→ Exercise: Rewrite the lines below, changing "photograph" to "image" throughout and keeping everything else the same. Leave the pictures out.

→ Provided material:
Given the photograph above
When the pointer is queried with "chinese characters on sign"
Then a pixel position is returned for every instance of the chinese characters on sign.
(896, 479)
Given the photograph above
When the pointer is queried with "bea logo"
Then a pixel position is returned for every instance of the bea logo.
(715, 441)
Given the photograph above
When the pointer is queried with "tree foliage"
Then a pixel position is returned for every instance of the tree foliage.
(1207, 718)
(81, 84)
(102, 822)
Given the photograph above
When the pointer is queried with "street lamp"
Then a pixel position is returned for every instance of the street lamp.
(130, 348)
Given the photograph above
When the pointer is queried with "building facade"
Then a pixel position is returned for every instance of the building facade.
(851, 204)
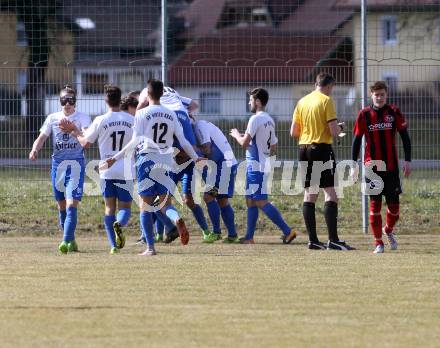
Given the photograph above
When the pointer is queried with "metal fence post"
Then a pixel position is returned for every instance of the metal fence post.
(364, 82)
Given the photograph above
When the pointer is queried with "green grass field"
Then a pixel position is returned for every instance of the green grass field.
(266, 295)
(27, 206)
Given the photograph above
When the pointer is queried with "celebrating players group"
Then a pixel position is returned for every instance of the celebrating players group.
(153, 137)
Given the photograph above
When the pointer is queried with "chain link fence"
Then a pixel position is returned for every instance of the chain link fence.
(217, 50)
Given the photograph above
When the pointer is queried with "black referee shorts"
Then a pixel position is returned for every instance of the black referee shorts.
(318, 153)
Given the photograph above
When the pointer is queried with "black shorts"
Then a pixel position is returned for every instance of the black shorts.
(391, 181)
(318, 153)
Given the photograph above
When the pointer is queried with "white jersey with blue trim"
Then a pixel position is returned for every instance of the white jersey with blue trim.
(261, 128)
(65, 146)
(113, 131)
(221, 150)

→ The output:
Given the image above
When the pointer is queried with "chinese characters on sign"
Then a pixel position is returned for every instance of the chinese characters on sign.
(896, 479)
Given the image above
When the pointer is queried with "bea logo"
Then a pixel position is returned for every instance of the bea logo.
(715, 441)
Given the image above
When the pointer is queried with "tree foliage"
Then a pixel position is returned for every instance of the tree foliage.
(1207, 718)
(81, 84)
(102, 822)
Given the image above
When the pointer is queried with "street lamp"
Then a pixel position is returned for every instance of the street lamp.
(130, 348)
Given the image above
When the pointer is queried with "building facade"
Then a pixel position is returned for every instance of the building facade.
(851, 204)
Given the image above
When the pointer is queried with "metal fence post"
Then a pixel position is returned for every instance of the metal fence post.
(364, 82)
Given the image above
When the pointer is queried with "green grass field"
Then a pixel position is returned for every instance of the green grass field.
(266, 295)
(27, 206)
Given the image above
When the pointer is queried with "celebrating players group"
Then a pixel position is returned for every instance of the celebrating players group.
(153, 137)
Given the image above
When the pointer is queried with "chain link fence"
Then a pixel position is returned for every instance of the chain link fence.
(217, 50)
Given the image above
When the pointer is queried with "black referee shorts"
Then a pixel position is returned for every instance of the black referee shorts.
(318, 153)
Given the image above
When the pointer is queried with "black shorts"
Then a pixel position is returned for every instance of the black shorts.
(391, 181)
(318, 153)
Given the image above
When the pointer is queried with "white jersey with blue trim"
Then a pixel position is returned for every instance of the white jersey with blue trim.
(261, 128)
(65, 146)
(113, 131)
(221, 150)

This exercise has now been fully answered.